* Begin Recorded information *

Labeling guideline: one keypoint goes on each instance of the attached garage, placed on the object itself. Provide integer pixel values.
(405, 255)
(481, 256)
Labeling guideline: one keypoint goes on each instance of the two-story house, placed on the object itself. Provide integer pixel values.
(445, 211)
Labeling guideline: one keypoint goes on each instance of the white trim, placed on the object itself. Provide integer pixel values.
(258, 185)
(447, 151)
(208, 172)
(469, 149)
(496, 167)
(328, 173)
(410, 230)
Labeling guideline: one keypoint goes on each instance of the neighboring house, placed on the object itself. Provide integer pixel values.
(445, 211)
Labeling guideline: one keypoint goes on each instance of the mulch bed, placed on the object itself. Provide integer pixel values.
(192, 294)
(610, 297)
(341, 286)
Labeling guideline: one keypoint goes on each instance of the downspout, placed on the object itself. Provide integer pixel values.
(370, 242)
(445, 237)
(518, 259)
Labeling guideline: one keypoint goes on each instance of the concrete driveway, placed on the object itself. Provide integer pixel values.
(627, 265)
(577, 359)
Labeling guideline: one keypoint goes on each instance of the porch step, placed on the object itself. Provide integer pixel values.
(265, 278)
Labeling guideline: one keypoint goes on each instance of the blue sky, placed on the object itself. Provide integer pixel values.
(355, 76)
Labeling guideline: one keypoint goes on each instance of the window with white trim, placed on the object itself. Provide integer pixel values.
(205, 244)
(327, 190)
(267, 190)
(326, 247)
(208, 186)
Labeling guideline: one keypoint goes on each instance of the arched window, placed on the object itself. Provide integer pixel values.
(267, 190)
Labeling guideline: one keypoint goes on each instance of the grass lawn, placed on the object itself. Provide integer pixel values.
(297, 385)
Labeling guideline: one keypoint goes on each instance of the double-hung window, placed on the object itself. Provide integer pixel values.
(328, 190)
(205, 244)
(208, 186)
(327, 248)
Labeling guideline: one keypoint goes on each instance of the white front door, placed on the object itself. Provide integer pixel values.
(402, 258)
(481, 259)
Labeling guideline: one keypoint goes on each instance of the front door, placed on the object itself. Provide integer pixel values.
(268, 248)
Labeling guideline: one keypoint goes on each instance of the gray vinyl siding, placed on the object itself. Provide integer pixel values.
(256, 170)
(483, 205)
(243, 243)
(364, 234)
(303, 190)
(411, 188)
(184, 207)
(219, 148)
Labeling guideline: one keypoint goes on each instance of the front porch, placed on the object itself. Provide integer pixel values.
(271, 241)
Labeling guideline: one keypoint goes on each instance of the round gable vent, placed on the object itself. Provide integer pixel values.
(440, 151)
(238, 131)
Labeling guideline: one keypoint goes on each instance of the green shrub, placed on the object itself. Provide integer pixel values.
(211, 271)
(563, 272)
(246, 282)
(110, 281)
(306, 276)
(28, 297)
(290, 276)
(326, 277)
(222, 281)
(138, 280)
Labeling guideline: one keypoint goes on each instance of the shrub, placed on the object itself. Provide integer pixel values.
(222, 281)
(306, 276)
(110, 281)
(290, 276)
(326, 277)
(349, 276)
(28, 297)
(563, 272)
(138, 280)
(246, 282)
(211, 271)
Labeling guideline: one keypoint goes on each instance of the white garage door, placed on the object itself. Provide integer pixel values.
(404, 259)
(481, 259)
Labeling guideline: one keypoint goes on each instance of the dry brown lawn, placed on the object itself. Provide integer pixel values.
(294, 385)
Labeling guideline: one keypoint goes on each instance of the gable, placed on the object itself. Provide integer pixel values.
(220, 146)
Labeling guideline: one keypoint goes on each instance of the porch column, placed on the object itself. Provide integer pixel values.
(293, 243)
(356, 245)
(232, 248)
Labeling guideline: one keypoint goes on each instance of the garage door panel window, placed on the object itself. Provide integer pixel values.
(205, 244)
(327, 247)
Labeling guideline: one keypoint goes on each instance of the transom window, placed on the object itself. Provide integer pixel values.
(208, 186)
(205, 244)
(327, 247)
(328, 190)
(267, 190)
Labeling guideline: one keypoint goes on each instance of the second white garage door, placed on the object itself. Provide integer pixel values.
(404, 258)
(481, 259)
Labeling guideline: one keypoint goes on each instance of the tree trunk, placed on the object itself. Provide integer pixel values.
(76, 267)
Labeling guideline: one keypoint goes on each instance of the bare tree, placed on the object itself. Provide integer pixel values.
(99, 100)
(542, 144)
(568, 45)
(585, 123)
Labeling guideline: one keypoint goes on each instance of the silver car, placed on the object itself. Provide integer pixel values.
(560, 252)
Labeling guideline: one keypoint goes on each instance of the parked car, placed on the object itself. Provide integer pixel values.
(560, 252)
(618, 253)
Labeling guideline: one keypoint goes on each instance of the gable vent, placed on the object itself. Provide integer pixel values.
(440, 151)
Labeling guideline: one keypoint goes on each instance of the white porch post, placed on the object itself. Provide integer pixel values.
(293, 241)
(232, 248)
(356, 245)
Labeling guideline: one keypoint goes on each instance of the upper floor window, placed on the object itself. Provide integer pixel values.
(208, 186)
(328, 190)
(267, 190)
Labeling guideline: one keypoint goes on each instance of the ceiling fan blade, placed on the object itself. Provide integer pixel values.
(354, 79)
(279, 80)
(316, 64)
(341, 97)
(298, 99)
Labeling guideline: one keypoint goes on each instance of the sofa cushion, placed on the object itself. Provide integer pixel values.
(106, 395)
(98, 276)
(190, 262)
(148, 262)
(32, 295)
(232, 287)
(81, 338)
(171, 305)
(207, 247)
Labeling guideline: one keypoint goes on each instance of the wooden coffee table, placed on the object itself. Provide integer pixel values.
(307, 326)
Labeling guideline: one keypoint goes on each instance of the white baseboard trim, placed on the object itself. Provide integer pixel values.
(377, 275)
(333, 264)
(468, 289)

* End Recorded information *

Direction: Retype every record above exactly as written.

Result below:
Labeling guideline: one keypoint goes on each instance of the attached garage, placed on the object itself. Provide integer pixel values.
(405, 255)
(481, 256)
Labeling guideline: one keypoint goes on each instance of the two-story house, placed on the object itself. Provide integer pixel values.
(445, 211)
Labeling guideline: one keypoint goes on each instance of the white trim, placed on the object itself. Provide integer pixel values.
(258, 185)
(447, 151)
(208, 172)
(469, 149)
(496, 167)
(328, 173)
(410, 230)
Labeling guideline: one keypoint goes on each instance of the neighboring house, placed on the object itself. Provide integer pixel values.
(445, 211)
Labeling guideline: one keypoint goes on each instance of the mulch bed, placed on the object itself. Provide integer pixel values.
(192, 294)
(610, 297)
(341, 286)
Labeling guideline: one keypoint goes on each instance of the downspout, placed on the object itself. Provide integer pixel values.
(370, 242)
(445, 237)
(518, 259)
Labeling guideline: one keypoint goes on each instance of the concrete driveway, placed on the object itself. Provide integer pixel values.
(627, 265)
(577, 359)
Labeling guideline: one keypoint goes on each instance of the porch step, placed on the object itself. Provide integer pixel values.
(265, 278)
Labeling guideline: one keypoint goes on each instance of the blue sky, placed on the object itself. Provide integer pixel values.
(355, 76)
Labeling guideline: one keypoint goes on each instance of the window with white trim, placed on the object itself. Provide integer pixel values.
(205, 244)
(327, 190)
(267, 190)
(326, 247)
(208, 186)
Labeling guideline: one keypoint goes on each instance of the arched window, placed on the object itself. Provide integer pixel values.
(267, 190)
Labeling guideline: one keypoint goes on each instance of the grass lawn, placed on the object itself. Provide integer pixel values.
(297, 385)
Labeling guideline: one keypoint goes on each instance of the double-hung window, placed on the object itself. Provide integer pixel values.
(328, 190)
(205, 244)
(208, 186)
(327, 248)
Labeling guideline: one keypoint goes on each instance of the white front door, placed on the object itself. Provide integer pixel values.
(402, 258)
(481, 259)
Labeling guideline: one keypoint goes on each instance of the front door, placed on the object itself. Provide integer pixel values.
(268, 248)
Labeling guideline: one keypoint goes on each instance of the gray vinyl siding, placed on the object itself. Provide integer pixel values.
(256, 170)
(483, 205)
(243, 243)
(364, 234)
(303, 190)
(411, 188)
(184, 207)
(219, 148)
Labeling guideline: one keypoint goes on each instance of the front porch, placed on the object itself. Provide integer pixel values.
(271, 241)
Labeling guideline: one keypoint goes on each instance of the round gable vent, placed on the object itself. Provide integer pixel values.
(440, 151)
(238, 131)
Labeling guideline: one keypoint goes on each instance of the green shrub, placed on the object itself. Provide integer pixel values.
(211, 271)
(563, 272)
(246, 282)
(110, 281)
(306, 276)
(28, 297)
(290, 276)
(326, 277)
(222, 281)
(138, 280)
Labeling guideline: one keypoint goes on each instance of the shrub, placed on the object itself. Provide integer pixel values.
(222, 281)
(306, 276)
(110, 281)
(290, 276)
(326, 277)
(349, 276)
(28, 297)
(563, 272)
(138, 280)
(246, 282)
(211, 271)
Labeling guideline: one keypoint goes on each instance of the white garage door, placed on the object itself. Provide integer pixel values.
(404, 259)
(481, 259)
Labeling guideline: one keypoint goes on each instance of the dry brown lawn, placed on the object itself. Provide integer pixel values.
(294, 385)
Labeling guideline: one keypoint goes on each instance of the gable, placed on the object itself. Provide integer pixel values.
(220, 146)
Labeling guideline: one keypoint goes on each instance of the porch column, placed on the object itself. Provide integer pixel values.
(293, 243)
(356, 245)
(232, 248)
Labeling guideline: one keypoint goes on each instance of the garage door panel window, placed on the object itself. Provide integer pixel values.
(205, 244)
(327, 247)
Labeling guideline: one keypoint goes on each instance of the transom window, placed on the object itself. Provide integer pixel values.
(208, 186)
(205, 244)
(327, 247)
(328, 190)
(267, 190)
Labeling guideline: one keypoint goes on each instance of the second white garage door, placed on the object itself. Provide integer pixel values.
(404, 258)
(481, 259)
Labeling guideline: one keypoint goes on each instance of the tree trunk, placed on the object itself. Provide integer pixel values.
(76, 267)
Labeling guideline: one keypoint goes on each instance of the bare tree, placed on the object itself. Provide integer pixel values.
(99, 100)
(542, 144)
(568, 45)
(585, 123)
Labeling guideline: one keypoint goes on each instance of the silver car, placed on the object itself. Provide integer pixel values.
(560, 252)
Labeling guideline: one keypoint goes on each instance of the parked car, placed on the object itself. Provide integer pixel values.
(560, 252)
(618, 253)
Labeling guideline: one keypoint goes on each instance of the gable vent, placed on the object itself. Provide integer pixel values.
(440, 151)
Labeling guideline: one keypoint goes on each instance of the white porch post, placed on the object itself. Provide integer pixel values.
(293, 241)
(232, 248)
(356, 245)
Labeling guideline: one keypoint goes on each instance of the upper floor window, placed on the object itself. Provide integer pixel values.
(208, 186)
(328, 190)
(267, 190)
Labeling guideline: one keypoint goes on each instance of the ceiling fan blade, placed on the object itself. Provide integer pixel values.
(354, 79)
(279, 80)
(316, 64)
(341, 97)
(298, 99)
Labeling guideline: one keypoint goes on each instance of the sofa cushion, placed on the object itself. Provide integer pixel values.
(106, 395)
(98, 276)
(190, 262)
(148, 262)
(32, 295)
(232, 287)
(81, 338)
(171, 305)
(207, 247)
Labeling guideline: one keypoint goes on each instance of the wooden coffee table, placed on the object itself. Provide integer pixel values.
(307, 326)
Labeling guideline: one keypoint goes on each instance of the white baseboard trim, placed on the object itself. Provide integer pixel values.
(377, 275)
(333, 264)
(468, 289)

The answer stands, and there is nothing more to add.